# [Aim of the task]
Return the tail of the records exactly, starting from the line containing "plate in the photo above." and ending with the final line.

# [Material for this task]
☆ ☆ ☆ ☆ ☆

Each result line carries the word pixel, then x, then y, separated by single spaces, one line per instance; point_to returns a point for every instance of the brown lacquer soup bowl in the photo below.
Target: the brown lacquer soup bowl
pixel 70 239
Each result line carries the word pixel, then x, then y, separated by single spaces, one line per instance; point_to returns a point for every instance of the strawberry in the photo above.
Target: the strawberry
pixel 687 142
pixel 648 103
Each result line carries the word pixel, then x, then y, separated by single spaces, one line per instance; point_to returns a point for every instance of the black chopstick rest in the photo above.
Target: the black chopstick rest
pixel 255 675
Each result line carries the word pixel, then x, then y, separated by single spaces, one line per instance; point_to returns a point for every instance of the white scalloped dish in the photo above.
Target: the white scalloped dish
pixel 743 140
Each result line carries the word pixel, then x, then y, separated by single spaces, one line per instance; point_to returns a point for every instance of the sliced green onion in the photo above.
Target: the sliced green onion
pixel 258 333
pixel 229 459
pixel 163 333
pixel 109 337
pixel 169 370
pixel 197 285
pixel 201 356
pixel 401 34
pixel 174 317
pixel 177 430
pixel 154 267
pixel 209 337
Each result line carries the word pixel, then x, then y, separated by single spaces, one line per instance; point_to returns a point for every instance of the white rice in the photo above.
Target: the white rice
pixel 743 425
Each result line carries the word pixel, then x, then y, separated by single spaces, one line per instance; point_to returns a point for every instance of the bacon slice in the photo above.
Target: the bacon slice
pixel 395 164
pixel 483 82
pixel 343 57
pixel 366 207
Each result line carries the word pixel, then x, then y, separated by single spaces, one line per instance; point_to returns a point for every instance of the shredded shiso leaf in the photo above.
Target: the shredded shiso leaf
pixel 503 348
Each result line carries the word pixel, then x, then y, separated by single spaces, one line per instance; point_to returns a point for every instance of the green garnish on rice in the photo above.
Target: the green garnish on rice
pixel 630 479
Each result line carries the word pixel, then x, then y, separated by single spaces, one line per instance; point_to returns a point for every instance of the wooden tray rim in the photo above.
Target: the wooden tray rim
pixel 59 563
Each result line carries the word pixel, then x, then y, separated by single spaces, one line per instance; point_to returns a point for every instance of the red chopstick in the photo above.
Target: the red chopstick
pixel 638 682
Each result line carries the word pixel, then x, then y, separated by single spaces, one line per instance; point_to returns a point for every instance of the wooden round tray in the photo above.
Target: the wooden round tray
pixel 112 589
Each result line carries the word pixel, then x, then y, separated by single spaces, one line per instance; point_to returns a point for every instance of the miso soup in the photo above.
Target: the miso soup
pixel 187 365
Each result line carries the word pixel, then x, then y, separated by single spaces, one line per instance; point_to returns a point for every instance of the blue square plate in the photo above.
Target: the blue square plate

☆ ☆ ☆ ☆ ☆

# [Solution]
Each result line carries the word pixel, then x, then y, separated by single spaces, one line per instance; point_to returns a point for every instance of the blue square plate in the photo above.
Target: the blue square plate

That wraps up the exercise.